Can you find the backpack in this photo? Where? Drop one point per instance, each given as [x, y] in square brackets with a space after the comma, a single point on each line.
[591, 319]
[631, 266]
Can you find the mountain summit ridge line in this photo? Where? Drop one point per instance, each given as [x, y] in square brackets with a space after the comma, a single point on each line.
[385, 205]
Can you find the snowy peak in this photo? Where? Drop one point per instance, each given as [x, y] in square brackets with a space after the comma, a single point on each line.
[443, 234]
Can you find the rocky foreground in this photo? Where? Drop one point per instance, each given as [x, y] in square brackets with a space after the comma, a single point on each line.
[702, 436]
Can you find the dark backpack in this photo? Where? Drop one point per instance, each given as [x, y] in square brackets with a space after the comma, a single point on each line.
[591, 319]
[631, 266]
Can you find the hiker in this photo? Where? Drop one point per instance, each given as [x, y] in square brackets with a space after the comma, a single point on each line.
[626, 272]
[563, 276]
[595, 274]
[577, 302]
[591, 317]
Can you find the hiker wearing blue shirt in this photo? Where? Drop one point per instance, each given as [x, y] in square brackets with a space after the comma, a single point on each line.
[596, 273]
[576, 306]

▶ **Exercise directions**
Extract each line of the material exactly as it stands.

▶ **Written reply**
Can you find the backpack in this photo? Where? Drop one point per instance, each given as [x, y] in square brackets with a space after the comma, a single point on each line.
[591, 319]
[631, 266]
Can you find the mountain summit ridge line in this photo? Where? Drop one point per instance, each given as [x, y] in square brackets with a space after the comma, a single point on each line.
[385, 205]
Can you find the snowy peak in this photo? Where? Drop one point per instance, each given as [x, y] in square brackets with a space after the comma, a single point on each line.
[443, 234]
Can you find the rocky foreground in this photo? Where? Drop one point per instance, each given as [x, y] in square brackets with a space after the comma, a single point on each line.
[702, 436]
Can you find the dark backpack in this photo? Where? Drop one point per instance, each given as [x, y] in square brackets with a space after the comma, a single point on each line.
[591, 319]
[631, 266]
Can you find the hiker in this photo? Where? Drop one point per instance, each given as [x, y] in square brackets with a space after the comma, a single point on each line.
[626, 272]
[563, 276]
[595, 274]
[577, 302]
[591, 317]
Can you find the hiker wearing blue shirt in this photo? Where? Drop one point per instance, each given as [x, y] in square brackets with a space after the comma, a single point on each line.
[596, 273]
[576, 306]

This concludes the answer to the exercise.